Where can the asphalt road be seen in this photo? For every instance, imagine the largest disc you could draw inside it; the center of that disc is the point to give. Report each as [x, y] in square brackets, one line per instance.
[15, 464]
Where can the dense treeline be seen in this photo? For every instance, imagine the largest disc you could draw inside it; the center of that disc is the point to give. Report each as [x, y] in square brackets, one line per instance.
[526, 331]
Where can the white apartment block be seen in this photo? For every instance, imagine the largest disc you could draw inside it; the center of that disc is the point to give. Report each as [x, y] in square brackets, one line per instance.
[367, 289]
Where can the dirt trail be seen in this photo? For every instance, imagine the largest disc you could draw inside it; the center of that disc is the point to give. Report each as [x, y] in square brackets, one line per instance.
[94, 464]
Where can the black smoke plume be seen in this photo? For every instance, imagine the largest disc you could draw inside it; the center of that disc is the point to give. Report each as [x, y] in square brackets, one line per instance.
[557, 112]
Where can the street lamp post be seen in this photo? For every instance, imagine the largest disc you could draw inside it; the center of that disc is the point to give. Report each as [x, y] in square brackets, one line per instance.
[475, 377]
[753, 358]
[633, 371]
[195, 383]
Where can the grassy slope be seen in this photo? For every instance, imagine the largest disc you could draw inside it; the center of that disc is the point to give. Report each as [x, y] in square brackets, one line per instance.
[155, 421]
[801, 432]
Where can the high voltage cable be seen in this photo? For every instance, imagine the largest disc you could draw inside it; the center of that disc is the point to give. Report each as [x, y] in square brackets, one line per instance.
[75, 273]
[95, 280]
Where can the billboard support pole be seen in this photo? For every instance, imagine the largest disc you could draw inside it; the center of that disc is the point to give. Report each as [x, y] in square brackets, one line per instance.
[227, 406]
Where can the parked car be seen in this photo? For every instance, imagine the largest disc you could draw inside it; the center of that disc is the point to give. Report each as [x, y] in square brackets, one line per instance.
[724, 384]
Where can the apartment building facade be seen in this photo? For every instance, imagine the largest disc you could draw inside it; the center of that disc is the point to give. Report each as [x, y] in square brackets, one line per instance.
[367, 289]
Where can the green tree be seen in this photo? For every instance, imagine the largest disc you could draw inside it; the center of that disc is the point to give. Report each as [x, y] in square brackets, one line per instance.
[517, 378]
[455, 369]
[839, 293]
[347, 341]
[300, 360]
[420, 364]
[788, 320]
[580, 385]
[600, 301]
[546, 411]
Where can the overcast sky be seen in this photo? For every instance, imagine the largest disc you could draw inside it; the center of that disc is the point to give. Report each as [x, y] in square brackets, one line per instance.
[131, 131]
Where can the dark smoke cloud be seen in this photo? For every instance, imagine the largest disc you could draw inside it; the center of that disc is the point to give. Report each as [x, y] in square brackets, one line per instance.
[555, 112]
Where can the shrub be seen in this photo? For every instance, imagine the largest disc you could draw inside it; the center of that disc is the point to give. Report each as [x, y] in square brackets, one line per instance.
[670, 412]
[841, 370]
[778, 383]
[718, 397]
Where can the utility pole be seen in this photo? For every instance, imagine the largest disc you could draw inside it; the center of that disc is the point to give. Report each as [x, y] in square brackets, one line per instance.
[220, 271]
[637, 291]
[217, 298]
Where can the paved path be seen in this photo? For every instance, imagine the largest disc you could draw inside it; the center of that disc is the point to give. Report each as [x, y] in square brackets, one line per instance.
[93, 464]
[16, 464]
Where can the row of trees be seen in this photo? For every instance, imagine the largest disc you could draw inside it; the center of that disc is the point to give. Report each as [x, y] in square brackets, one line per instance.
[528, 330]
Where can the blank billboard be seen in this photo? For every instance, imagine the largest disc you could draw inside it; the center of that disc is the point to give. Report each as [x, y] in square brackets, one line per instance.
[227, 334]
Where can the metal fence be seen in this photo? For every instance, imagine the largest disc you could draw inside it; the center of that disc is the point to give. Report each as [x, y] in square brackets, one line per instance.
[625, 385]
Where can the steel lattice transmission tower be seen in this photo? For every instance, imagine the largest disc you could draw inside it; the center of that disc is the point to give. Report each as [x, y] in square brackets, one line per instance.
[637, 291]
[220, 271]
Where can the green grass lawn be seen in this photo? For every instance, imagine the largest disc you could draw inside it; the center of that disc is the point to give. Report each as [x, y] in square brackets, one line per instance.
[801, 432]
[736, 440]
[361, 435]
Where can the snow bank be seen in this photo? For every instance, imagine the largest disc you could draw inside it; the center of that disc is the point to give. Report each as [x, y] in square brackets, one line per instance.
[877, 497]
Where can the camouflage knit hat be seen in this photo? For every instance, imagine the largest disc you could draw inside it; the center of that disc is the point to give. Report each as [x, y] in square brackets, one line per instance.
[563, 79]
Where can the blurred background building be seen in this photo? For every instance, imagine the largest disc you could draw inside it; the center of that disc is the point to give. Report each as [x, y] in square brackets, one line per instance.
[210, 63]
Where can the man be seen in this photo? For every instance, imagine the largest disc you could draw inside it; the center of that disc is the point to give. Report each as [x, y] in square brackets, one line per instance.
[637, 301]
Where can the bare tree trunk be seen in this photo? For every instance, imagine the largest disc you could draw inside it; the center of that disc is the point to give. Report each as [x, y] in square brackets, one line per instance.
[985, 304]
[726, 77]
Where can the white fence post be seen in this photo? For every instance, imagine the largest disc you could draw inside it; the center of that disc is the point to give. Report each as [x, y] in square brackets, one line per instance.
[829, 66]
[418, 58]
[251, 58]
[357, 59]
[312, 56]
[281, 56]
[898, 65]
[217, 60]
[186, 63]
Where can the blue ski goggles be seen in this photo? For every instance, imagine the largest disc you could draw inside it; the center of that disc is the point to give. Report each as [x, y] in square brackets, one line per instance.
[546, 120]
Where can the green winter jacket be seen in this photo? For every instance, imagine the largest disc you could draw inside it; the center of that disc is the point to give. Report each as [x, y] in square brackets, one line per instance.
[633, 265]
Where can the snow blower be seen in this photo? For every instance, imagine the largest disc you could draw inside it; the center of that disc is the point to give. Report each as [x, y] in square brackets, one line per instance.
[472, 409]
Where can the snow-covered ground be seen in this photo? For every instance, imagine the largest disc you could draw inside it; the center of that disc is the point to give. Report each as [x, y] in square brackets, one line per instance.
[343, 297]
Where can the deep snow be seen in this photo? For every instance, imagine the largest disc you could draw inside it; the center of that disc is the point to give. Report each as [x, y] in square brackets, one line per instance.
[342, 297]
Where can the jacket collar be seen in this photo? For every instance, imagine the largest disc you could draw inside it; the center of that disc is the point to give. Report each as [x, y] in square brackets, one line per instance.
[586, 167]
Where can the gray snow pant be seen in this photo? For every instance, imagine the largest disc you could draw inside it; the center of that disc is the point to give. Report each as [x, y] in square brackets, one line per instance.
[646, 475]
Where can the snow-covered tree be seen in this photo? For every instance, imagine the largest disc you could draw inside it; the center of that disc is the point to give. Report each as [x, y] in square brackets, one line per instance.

════════

Aim: Render every row above as a numbered list, one row per item, and drop any blank lines.

Response to this exercise:
1. Where can the asphalt road be seen in this photo? For every instance, imagine the largest disc you could draw inside it; the center of that disc is the point to give. Report each as [x, y] in square brackets, one line per instance.
2. [15, 464]
3. Where can the dense treeline be seen in this photo? For every instance, imagine the largest disc you could draw inside it; the center of that disc is the point to give. Report each as [x, y] in square brackets, one line per instance.
4. [526, 331]
5. Where can the white apartment block be seen in this photo? For every instance, imagine the largest disc you could draw inside it; the center of that disc is the point to give. Report each as [x, y] in square brackets, one line per instance.
6. [367, 289]
7. Where can the dirt trail be seen in this photo? For every instance, imagine the largest disc you could draw inside it; the center of that disc is the point to give. Report each as [x, y] in square brackets, one line per instance.
8. [94, 464]
9. Where can the black smoke plume be seen in this photo? For every instance, imagine the largest disc you could draw inside it; the center of that disc is the point to give. Report each as [x, y] in square brackets, one line per instance.
10. [557, 112]
11. Where can the street lamp post be seen in this photo? For every instance, imagine the largest disc you could draw inside it; the center of that disc is the point to give. Report each as [x, y] in square brackets, one line per instance.
12. [475, 377]
13. [753, 358]
14. [633, 371]
15. [195, 383]
16. Where can the grassy slope be seen in this photo? For every instance, imagine the largest disc you could draw inside it; the center of that disc is the point to give. Report each as [x, y] in square brackets, one line per instance.
17. [155, 421]
18. [801, 432]
19. Where can the high voltage cable be seen in this photo? For every instance, imagine the largest disc you could draw inside it; the center of that disc is the point to give. Report each as [x, y] in square brackets, one line per instance.
20. [75, 273]
21. [95, 280]
22. Where can the billboard support pole be seen in this photo? For every instance, imagine the largest disc you could draw inside it; the center of that disc is the point to give. Report each as [x, y] in square brackets, one line per instance.
23. [227, 406]
24. Where can the parked car be seen in this photo? For every instance, imagine the largest disc you could draw inside it; the center of that disc is the point to give. Report each as [x, y] in square brackets, one line per instance.
25. [724, 384]
26. Where can the apartment building facade be seen in this photo? For every instance, imagine the largest disc you could draw inside it; the center of that disc is the point to give. Report each as [x, y] in square brackets, one line per instance.
27. [367, 289]
28. Where can the green tree be seen in this photo? For every instance, imagine the largest disc you could draw inside it; the center of that disc is the point to give. Report each as [x, y] in square brackets, one line per instance.
29. [517, 378]
30. [455, 369]
31. [839, 293]
32. [347, 341]
33. [300, 360]
34. [420, 364]
35. [788, 320]
36. [580, 385]
37. [600, 301]
38. [546, 411]
39. Where can the overcast sky be seen in this photo? For every instance, imagine the largest disc you could draw inside it; the center of that disc is the point to give. Report each as [x, y] in square brackets, one line per instance.
40. [131, 131]
41. Where can the dark smoke cloud be seen in this photo? For every instance, imagine the largest disc you could draw inside it; the center of that disc is the point to give. Report each as [x, y] in square brackets, one line per instance.
42. [555, 112]
43. Where can the shrub be seen in this photo? For every instance, imagine the largest disc you could draw inside it; the center of that disc is the point to give. Report each as [x, y] in square brackets, one line per instance.
44. [670, 412]
45. [841, 370]
46. [778, 383]
47. [718, 397]
48. Where can the utility pole be seen in this photo? For every instance, imagine the largest disc you could draw inside it; the center of that disc is the point to give. Report each as [x, y] in square brackets, one line per instance.
49. [220, 271]
50. [637, 291]
51. [217, 298]
52. Where can the paved path be seen in this photo? For every instance, imagine the largest disc you could draw inside it; the center of that disc is the point to give. Report each as [x, y] in square brackets, one line per instance.
53. [93, 464]
54. [16, 464]
55. Where can the row of trees be seen in this photo? For every instance, imagine the largest disc you could draw inside it; the center of that disc is the point to give. Report each as [x, y] in square brackets, one line per instance.
56. [528, 330]
57. Where can the blank billboard be seen in this photo? For every instance, imagine the largest disc you could draw inside it; the center of that disc is the point to give. Report each as [x, y] in square brackets, one line per instance.
58. [227, 334]
59. Where can the metal fence be seen in this photo? For every instance, imagine the largest disc you could draw inside it; the center of that disc is the point to give. Report each as [x, y] in square brackets, one line per instance.
60. [625, 385]
61. Where can the steel lattice transmission tower be seen in this photo? For every instance, imagine the largest disc you could draw inside it; the center of that disc is the point to give. Report each as [x, y] in square brackets, one line per instance.
62. [637, 291]
63. [220, 271]
64. Where can the green grass lawn be seen in this photo? For every instance, imagine the largest disc you could draw inside it; the center of that disc is the point to give. Report each as [x, y] in square brackets, one line per instance.
65. [801, 432]
66. [736, 440]
67. [361, 435]
68. Where can the snow bank be seen in this photo? For every instance, imagine the largest disc you could draw inside it; the center of that disc is the point to give. Report each as [x, y] in square brackets, one line per instance.
69. [877, 497]
70. Where can the camouflage knit hat be seen in this photo? For every instance, imagine the largest disc you could draw inside it; the center of that disc is the point to give. Report each as [x, y] in square brackets, one line per instance.
71. [563, 79]
72. Where can the blurred background building be seen in this photo? For every instance, imagine the largest disc you could draw inside it; the center of that disc is the point to give. Report each as [x, y] in square brackets, one line per instance.
73. [210, 63]
74. Where can the man be seen in this photo? For every instance, imagine the largest disc you could draw inside it; the center of that disc is the point to give. Report each as [x, y] in square brackets, one line per instance.
75. [637, 301]
76. Where can the bare tree trunk be seen in this photo? For every instance, imagine the largest disc you could draw inside it; the center of that disc is the point to give. Report each as [x, y] in square brackets, one line per instance.
77. [985, 304]
78. [726, 77]
79. Where can the white fence post be seen in this photo? For every instance, imagine the largest disc you could draw inside it; the center of that disc is the point to give. Report each as [x, y] in square brackets, one line per instance.
80. [829, 66]
81. [418, 58]
82. [251, 58]
83. [357, 59]
84. [312, 56]
85. [281, 56]
86. [898, 65]
87. [217, 60]
88. [186, 63]
89. Where can the blue ski goggles be seen in this photo? For every instance, imagine the largest disc you could draw inside it; the center of that disc is the point to give. Report each as [x, y] in square brackets, one line per instance.
90. [546, 120]
91. Where can the green winter jacket be seen in this photo? For every instance, imagine the largest disc you could draw inside it; the center of that disc is the point to give. Report each as [x, y] in square brackets, one line per instance.
92. [633, 265]
93. Where can the snow blower be seen in this photo? For every instance, imagine the largest disc you could draw inside it; the center of that disc is the point to give. Report each as [x, y] in square brackets, one line per instance.
94. [472, 409]
95. Where can the snow-covered ground be seen in this photo? For every instance, imagine the largest disc you could draw inside it; the center of that disc is the point to give. Report each as [x, y] in square brackets, one line per instance.
96. [343, 297]
97. Where can the deep snow be seen in this photo? For every instance, imagine the largest disc you could draw inside it; the center of that disc is the point to give. Report each as [x, y] in square brackets, one line per instance.
98. [342, 297]
99. Where can the jacket collar be seen in this photo? For every instance, imagine the largest disc you could draw inside it; the center of that disc is the point to give. Report each as [x, y] in square brackets, one line per instance.
100. [586, 167]
101. Where can the gray snow pant be seen in this photo? For every instance, imagine the largest disc you could draw inside it; the center of that disc is the point to give. Report each as [x, y] in square brackets, one line per instance.
102. [646, 475]
103. Where can the snow-covered tree be seen in this photo? For every instance, imagine the largest disc you could draw inside it; the center of that disc is the point to give. Report each as [x, y] in square brackets, one line per instance.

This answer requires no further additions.